## What the task asks
Retype the lines below word for word, starting at the line that contains "Put a pin on every instance of the potted" and continuing through the last line.

━━━━━━━━━━━━━━━━

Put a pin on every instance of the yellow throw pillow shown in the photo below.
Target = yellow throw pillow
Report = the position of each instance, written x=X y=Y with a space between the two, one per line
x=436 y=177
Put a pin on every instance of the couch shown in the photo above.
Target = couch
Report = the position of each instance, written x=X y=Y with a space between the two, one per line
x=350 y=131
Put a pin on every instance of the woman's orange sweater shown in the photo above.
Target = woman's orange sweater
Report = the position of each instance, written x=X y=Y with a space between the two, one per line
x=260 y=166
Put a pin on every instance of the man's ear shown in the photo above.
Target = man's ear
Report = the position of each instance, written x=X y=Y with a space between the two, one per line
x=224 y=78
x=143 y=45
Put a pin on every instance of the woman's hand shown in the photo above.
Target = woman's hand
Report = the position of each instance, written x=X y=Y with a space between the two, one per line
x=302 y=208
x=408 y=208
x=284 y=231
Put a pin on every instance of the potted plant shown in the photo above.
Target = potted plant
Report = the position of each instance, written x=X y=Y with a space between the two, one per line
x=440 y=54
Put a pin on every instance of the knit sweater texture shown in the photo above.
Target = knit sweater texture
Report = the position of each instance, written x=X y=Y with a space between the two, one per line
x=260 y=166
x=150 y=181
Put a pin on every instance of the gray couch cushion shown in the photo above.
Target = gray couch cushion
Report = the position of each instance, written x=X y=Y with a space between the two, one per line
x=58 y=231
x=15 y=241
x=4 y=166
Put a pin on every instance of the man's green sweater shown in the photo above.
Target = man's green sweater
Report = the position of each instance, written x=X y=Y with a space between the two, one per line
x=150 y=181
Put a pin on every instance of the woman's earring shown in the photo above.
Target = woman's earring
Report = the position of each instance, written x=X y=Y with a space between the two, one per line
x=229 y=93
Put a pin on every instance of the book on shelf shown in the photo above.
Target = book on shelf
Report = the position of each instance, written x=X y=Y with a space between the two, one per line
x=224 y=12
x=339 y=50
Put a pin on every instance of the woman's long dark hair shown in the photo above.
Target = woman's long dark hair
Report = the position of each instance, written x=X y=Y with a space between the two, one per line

━━━━━━━━━━━━━━━━

## Solution for this exercise
Put a pin on every instance of the potted plant shown in the photo above.
Target = potted plant
Report = the position of each instance, written x=X y=Y with a space between the two, one per line
x=440 y=54
Put a pin on every instance of the knit sweater texture shown in the photo above.
Target = knit sweater texture
Report = the position of each instance, written x=X y=Y with a space between the two, one per line
x=260 y=166
x=150 y=181
Put a pin on every instance of the gray couch cushion shown in the photo above.
Target = gray couch cushion
Report = the position of each instance, written x=X y=Y with a space between the two, one per line
x=58 y=231
x=15 y=241
x=4 y=166
Put a pin on every instance of the man's green sweater shown in the photo above.
Target = man's green sweater
Report = the position of each instance, written x=X y=Y with a space between the two, one per line
x=150 y=181
Put a pin on every instance of the woman's earring shown in the photo above.
Target = woman's earring
Report = the position of each instance, written x=X y=Y with a space between the two, one per line
x=229 y=93
Put a pin on every instance of the book on shelf shown in the photo above.
Target = book on shelf
Report = the position of each instance, written x=X y=Y with a space between the two, one per line
x=224 y=12
x=339 y=50
Put a pin on every instance of the woman's long dark hair shown in the photo above.
Target = woman's long dark hair
Report = the position of each instance, written x=X y=Y with a space between the two, one per line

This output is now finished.